_Activity_. Restate every line of the material, word for word.

======

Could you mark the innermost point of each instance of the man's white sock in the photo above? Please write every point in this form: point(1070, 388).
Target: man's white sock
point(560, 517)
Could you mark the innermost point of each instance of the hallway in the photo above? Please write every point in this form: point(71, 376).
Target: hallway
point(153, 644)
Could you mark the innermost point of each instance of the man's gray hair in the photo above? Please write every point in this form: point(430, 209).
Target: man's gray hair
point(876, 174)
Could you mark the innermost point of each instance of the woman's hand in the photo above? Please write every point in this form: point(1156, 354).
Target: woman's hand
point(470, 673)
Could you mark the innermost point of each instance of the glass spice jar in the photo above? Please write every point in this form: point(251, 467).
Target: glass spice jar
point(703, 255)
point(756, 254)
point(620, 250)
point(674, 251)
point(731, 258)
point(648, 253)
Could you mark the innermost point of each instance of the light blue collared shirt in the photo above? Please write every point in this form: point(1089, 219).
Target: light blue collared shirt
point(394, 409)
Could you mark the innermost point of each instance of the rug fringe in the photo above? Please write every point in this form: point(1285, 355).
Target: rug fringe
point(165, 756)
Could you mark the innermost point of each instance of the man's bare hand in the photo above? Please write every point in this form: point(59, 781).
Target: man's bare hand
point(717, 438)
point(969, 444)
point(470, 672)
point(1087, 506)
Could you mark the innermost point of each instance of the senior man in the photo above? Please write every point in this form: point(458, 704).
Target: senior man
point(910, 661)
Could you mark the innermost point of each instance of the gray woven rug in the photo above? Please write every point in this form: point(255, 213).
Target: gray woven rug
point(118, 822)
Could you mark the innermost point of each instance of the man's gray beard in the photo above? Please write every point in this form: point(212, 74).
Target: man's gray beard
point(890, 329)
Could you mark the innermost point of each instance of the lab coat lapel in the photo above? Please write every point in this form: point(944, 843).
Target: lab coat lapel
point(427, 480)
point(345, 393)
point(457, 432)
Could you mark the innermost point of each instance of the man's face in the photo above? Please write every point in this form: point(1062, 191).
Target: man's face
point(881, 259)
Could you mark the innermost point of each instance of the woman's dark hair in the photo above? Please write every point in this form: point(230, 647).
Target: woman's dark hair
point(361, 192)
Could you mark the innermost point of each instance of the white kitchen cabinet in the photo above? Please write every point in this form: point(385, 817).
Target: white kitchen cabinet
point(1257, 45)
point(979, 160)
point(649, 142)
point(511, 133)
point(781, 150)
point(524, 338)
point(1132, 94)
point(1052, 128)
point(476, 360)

======

_Written solution_.
Could you mark the innermost point of each instance of the man's white sock in the photo above? Please write every point in this form: point(1070, 388).
Target: man's white sock
point(560, 517)
Could you mark the innermost point of each instance of the hallway in the photo above? Please write every point in this form: point(71, 376).
Target: hallway
point(153, 644)
Could you mark the innermost point of each instance of the man's gray hair in the photo above? Please write every point in this form: point(430, 209).
Target: man's gray hair
point(876, 174)
Could you mark the innermost point of each instance of the woman's hand in the photo above? Please write every point in this form: point(1156, 354).
Target: woman's hand
point(470, 673)
Could you mark the innermost point of each instance of the glass spice jar in the photo above? Please write every point in this form: point(251, 467).
Target: glass spice jar
point(703, 255)
point(756, 254)
point(620, 250)
point(674, 251)
point(731, 258)
point(648, 253)
Could you mark the innermost point of each instance of the light blue collared shirt in the photo above? Please write every point in this form: point(1089, 219).
Target: light blue collared shirt
point(394, 409)
Could you mark the innermost point of each instance of the rug fringe in the photo above? Please write every point in this form: point(1285, 355).
Target: rug fringe
point(165, 756)
Could you mark the innermost point of each instance of the man's bare hand in the photo above? Please write every point in this form: point(59, 781).
Target: man's bare hand
point(717, 438)
point(969, 444)
point(470, 672)
point(1087, 506)
Could you mark the innermost point of each instance of the senior man in the photo above? Please write every point in this form: point(458, 704).
Target: senior man
point(910, 661)
Could you mark the innermost point of each instance of the gray woven rug in the photo above? Please write every point in this form: point(255, 213).
Target: gray woven rug
point(118, 822)
Could you mark the innermost point of each instance of the man's gray beard in the photo above? Please write every point in this form: point(212, 74).
Target: man's gray beard
point(890, 329)
Could you mark the innermost point of each instance of the lab coat lapel in the photo above? Please write every point in this form: point(944, 843).
Target: lab coat lapel
point(427, 480)
point(345, 393)
point(457, 432)
Could you mark the innermost point of each instance of the man's face in the photo above? Please write every point in this form: point(1062, 191).
Target: man's face
point(881, 259)
Could you mark the innermost point of each instance of the woman's dark hair in the photo above? Please write every point in this form: point(230, 647).
Target: woman's dark hair
point(361, 192)
Could you mark the innermost point of each instance of the white kitchen cabinet in the photo above? Please write every point in this form: point(385, 817).
Target: white kitchen cabinet
point(1257, 45)
point(979, 160)
point(649, 142)
point(511, 133)
point(781, 150)
point(524, 338)
point(1132, 94)
point(1052, 128)
point(476, 360)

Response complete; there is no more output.